(Извлечённый текст)
^^^^

Алексей Феофилактович прожил почти шестьдесят лет. Написал много. В 1959 году вышло наиболее полное собрание его сочинений – в девяти томах, хотя очень многое и это собрание не включило.
Не всё в равной степени пережило время, но некоторые произведения стоит прочесть. Повесть «Тюфяк», рассказы «Старческий грех», «Питерщик», романы «Взбаламученное море», «Люди сороковых годов», «В водовороте», цикл рассказов «Русские лгуны», «Путевые очерки» о Каспийском море, окружающих его землях и живущих на них людях…
Но лучшим произведением Писемского, по-моему, является его роман «Тысяча душ», о котором я хочу сказать подробнее.
Он удивительно легко читается, а порой кажется поразительно современным. Роман написан в 1858 году. Это один из первых, если не первый, большой – тогда было в ходу слово капитальный – русский роман. «Обломов», «Война и мир», «Преступление и наказание», «Что делать?», «Отцы и дети» появятся позже… Архетипы русской дворянской прозы еще не сложились, далеко было до превращения типажей в шаблоны. «Тургеневская девушка», «женщины Достоевского», «новый человек» не стали терминами…
Писемский идет по ненаезженной дороге и делает множество открытий, которые привели в восторг, но и замешательство тогдашних литературных критиков.
Сначала было молчание. Потом в журнале «Всемирное обозрение» негодующее недоумение литератора Владимира Зотова: «В настоящее время, когда равнодушие наших журналов к литературе дошло до крайней степени, – появляется лучший роман г. Писемского, имеющий огромное литературное и общественное значение, роман, которому суждено составить эпоху в нашей литературе, встать рядом с „Мертвыми душами“ и повестью „Кто виноват?“. Если бы г. Писемский не написал ничего более – и „Тысячи душ“ довольно, чтобы о нем никогда не забыла русская литература. Так почему же молчат толстые журналы?!» После этого критики осторожно стали о романе писать.

^^^^

(Записи с разметкой мест)
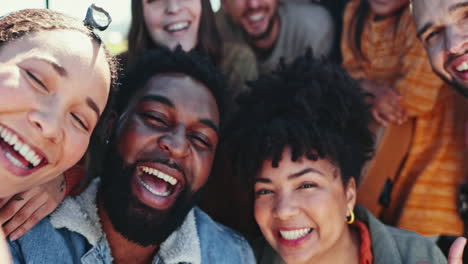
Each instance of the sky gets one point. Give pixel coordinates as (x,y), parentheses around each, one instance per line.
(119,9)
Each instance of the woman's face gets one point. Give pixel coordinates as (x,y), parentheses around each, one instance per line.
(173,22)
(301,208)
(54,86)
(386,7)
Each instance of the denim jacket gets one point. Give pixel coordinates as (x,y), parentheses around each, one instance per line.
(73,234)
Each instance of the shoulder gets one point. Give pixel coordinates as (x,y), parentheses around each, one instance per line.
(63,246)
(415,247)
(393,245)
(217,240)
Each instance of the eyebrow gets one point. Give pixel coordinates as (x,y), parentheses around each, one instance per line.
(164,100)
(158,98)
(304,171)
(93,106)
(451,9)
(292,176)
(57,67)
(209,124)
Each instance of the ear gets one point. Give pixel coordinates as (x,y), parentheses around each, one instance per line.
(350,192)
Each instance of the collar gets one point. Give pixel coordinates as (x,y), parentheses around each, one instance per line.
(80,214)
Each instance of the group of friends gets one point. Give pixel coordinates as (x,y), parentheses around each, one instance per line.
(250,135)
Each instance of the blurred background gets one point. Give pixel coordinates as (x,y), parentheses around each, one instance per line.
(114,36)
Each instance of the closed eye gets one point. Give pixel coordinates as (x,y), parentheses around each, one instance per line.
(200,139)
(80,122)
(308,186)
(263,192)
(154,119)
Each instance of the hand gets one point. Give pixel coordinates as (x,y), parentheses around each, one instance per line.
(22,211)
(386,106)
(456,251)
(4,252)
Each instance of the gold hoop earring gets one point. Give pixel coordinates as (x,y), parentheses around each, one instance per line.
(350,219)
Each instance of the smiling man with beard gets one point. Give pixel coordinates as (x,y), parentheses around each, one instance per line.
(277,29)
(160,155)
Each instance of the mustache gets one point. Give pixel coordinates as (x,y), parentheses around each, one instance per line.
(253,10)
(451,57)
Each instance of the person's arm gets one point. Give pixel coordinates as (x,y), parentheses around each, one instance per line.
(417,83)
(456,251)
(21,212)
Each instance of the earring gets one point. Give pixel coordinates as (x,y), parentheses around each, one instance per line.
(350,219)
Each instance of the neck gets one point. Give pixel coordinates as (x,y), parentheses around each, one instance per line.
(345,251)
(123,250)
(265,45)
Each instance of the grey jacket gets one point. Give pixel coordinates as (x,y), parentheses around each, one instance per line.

^^^^

(Задания)
(a) В каком году был написан роман «Тысяча душ», если верить тексту о Писемском?
(b) Продолжите текст о Писемском, начав сразу после его последнего предложения.

(Ответы)
(a) В 1858 году.

(b)
Дмитрий Писарев, самый смелый и, на мой взгляд, умный из критиков «золотого века» русской прозы, в 1861 году опубликовал статью под названием «Писемский, Тургенев и Гончаров». Но сосредоточил свое внимание на романах Гончарова, роману же Писемского уделил совсем мало слов. Но зато каких:
«…о таком романе, как „Тысяча душ“, нельзя говорить вскользь и между прочим. По обилию и разнообразию явлений, схваченных в этом романе, он стоит положительно выше всех произведений нашей новейшей литературы. Характер Калиновича задуман так глубоко, развитие этого характера находится в такой тесной связи со всеми важнейшими сторонами и особенностями нашей жизни, что о романе „Тысяча душ“ можно написать десять критических статей, не исчерпавши вполне его содержания и внутреннего смысла…» Впрочем, ни одной отдельной статьи о «Тысяче душ» Писарев не напишет, хотя и будет упоминать Писемского и его роман только в превосходной степени.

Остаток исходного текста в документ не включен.